Begin
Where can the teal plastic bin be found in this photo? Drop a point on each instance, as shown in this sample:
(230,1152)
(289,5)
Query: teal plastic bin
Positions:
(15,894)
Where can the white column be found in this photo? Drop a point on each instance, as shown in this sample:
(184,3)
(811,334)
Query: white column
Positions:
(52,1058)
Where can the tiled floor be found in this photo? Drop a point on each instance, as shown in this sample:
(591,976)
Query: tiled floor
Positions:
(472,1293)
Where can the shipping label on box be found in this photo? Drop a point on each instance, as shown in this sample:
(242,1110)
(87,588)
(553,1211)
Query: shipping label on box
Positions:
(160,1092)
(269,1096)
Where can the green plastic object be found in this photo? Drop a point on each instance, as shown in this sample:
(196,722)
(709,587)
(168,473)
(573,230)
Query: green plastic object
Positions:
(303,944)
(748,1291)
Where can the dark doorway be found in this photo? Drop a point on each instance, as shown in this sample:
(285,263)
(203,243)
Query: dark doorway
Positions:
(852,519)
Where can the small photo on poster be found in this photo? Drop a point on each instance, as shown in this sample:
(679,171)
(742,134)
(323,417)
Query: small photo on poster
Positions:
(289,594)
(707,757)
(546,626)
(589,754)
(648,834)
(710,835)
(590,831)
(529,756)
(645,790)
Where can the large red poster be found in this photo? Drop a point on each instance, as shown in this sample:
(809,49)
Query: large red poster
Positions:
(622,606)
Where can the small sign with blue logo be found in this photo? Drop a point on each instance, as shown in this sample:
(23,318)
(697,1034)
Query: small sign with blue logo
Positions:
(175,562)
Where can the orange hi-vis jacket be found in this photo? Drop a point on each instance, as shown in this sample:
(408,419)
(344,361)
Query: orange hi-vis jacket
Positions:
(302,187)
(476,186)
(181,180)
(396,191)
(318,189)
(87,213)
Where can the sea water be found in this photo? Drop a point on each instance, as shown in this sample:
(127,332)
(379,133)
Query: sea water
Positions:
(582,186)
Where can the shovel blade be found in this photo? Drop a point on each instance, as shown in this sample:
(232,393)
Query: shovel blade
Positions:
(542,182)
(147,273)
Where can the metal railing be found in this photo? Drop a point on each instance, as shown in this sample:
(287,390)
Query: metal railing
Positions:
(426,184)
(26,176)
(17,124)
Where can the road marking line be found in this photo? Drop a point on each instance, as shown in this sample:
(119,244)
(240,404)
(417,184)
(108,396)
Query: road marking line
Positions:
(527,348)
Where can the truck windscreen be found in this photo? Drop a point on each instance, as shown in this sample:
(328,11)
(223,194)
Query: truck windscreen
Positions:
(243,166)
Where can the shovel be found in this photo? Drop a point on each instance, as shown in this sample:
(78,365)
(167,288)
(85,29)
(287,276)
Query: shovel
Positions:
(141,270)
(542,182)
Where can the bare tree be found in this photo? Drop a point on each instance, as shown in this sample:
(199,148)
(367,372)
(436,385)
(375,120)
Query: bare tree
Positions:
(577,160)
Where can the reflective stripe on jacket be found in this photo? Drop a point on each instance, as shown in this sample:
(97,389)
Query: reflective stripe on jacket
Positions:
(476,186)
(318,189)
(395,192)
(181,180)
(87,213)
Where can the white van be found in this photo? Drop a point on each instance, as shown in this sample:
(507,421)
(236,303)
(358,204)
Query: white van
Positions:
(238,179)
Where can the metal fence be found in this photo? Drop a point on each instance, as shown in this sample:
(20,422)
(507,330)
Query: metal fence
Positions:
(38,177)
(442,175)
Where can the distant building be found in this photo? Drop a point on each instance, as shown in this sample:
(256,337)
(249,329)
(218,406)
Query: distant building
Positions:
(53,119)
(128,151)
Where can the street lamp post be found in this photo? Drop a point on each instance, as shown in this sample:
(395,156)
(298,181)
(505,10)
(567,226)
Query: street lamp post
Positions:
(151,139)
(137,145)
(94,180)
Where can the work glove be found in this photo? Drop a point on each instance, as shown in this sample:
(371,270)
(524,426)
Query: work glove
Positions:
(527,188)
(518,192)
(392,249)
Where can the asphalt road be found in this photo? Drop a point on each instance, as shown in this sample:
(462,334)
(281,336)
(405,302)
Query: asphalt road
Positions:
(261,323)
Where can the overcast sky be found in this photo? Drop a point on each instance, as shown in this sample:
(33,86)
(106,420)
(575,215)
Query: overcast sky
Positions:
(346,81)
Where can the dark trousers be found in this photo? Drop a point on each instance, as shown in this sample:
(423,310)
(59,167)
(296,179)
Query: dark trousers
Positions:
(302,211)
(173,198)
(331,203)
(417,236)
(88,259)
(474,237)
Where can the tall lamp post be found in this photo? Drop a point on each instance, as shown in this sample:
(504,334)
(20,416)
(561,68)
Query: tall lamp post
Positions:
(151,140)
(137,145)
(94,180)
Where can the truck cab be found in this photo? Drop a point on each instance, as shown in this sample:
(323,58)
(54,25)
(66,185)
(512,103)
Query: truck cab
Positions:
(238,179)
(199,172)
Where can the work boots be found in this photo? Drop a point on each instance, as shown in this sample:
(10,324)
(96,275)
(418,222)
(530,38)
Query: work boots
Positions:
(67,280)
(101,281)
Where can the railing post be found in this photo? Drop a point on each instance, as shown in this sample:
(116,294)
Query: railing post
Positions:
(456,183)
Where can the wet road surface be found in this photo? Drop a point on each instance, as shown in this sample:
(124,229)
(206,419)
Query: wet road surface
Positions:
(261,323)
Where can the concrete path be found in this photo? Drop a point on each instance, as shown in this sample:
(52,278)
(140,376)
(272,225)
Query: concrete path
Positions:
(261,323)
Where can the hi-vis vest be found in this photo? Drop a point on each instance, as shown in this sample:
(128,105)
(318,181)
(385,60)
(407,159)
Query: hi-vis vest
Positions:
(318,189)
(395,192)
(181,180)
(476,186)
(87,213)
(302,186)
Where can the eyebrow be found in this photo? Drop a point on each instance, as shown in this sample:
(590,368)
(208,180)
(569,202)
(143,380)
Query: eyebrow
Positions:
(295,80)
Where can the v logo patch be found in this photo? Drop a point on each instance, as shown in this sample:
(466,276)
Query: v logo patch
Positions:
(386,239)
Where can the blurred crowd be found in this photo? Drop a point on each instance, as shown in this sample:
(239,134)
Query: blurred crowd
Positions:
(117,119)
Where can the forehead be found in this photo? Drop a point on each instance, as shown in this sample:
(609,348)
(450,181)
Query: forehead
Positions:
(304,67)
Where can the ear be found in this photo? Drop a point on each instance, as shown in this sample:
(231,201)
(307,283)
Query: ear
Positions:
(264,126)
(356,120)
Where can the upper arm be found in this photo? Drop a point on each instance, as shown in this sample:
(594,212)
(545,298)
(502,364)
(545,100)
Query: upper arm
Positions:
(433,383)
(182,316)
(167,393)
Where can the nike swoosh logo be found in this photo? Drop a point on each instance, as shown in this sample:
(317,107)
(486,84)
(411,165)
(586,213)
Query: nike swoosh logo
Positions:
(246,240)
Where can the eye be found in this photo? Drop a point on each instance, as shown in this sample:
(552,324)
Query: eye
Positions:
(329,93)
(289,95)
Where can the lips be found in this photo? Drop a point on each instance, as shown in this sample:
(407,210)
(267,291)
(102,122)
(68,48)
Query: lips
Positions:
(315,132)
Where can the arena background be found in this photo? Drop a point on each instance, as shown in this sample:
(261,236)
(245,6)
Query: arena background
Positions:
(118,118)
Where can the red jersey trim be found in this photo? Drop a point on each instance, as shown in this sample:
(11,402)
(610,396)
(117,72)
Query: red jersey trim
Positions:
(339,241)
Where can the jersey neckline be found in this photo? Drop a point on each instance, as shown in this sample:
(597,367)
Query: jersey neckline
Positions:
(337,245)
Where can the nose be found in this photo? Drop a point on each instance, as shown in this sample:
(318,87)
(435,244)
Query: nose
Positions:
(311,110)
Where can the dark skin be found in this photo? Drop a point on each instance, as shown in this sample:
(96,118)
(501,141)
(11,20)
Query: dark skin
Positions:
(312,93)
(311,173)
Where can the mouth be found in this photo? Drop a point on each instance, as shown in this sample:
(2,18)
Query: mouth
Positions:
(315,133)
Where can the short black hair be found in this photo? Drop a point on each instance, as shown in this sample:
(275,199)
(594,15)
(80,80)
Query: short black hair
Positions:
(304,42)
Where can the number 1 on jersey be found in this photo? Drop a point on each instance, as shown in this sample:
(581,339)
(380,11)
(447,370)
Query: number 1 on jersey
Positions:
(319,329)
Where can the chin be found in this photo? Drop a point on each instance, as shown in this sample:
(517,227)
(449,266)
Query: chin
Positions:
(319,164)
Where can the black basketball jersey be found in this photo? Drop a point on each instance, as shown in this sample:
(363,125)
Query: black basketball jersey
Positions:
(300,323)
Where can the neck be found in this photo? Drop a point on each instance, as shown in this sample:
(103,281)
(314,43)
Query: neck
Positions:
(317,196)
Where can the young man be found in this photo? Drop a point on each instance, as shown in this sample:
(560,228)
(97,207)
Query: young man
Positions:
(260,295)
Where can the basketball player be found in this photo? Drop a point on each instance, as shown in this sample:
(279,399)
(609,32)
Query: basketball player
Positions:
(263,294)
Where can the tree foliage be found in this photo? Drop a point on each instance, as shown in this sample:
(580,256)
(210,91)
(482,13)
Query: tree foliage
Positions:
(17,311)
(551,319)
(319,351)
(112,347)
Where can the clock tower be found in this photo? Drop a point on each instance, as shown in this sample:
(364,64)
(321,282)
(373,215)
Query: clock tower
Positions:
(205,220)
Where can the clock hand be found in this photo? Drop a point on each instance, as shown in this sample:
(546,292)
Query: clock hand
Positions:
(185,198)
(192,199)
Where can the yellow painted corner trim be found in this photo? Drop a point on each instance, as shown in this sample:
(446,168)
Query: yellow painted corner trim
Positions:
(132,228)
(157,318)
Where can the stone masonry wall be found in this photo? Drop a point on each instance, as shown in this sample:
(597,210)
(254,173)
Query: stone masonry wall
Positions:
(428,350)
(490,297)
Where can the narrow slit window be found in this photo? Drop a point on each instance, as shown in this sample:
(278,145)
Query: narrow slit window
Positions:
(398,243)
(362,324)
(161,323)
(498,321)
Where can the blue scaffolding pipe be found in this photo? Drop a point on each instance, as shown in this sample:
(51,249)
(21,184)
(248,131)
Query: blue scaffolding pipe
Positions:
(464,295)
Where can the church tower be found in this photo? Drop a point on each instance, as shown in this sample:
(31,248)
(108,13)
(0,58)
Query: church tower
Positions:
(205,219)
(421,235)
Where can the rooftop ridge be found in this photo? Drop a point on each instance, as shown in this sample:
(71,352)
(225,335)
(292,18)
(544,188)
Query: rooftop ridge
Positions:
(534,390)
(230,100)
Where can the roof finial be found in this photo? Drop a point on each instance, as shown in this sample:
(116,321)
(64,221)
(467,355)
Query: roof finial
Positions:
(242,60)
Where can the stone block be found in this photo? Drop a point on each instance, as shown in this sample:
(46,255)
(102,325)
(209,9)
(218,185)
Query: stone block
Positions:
End
Exercise aim: Copy the records word for word, beginning at the line that contains "Where can the blue" and continuing through the end of the records.

Final answer:
Where can the blue scaffolding pipe be found in this photo? Drop a point on each instance, as shown in this sample:
(51,249)
(21,184)
(248,131)
Query: blue scaffolding pipe
Positions:
(464,295)
Where can the church tower be found in this photo? Drop a point on each instance, as shown in this sample:
(31,248)
(108,13)
(0,58)
Query: church tower
Positions:
(205,219)
(421,235)
Where can the rooftop ridge be found in this photo? Drop a point on each instance, as shown in this sample:
(71,352)
(225,335)
(292,18)
(544,188)
Query: rooftop ridge
Positions:
(534,390)
(230,100)
Where can the roof finial be found in this photo? Drop a point on each instance, as shown in this sample:
(116,321)
(64,221)
(467,355)
Query: roof finial
Positions:
(242,60)
Where can the stone block be found in this photo? Drop a point on each instance, as shown in this sample:
(46,255)
(102,325)
(209,9)
(218,185)
Query: stone block
Positions:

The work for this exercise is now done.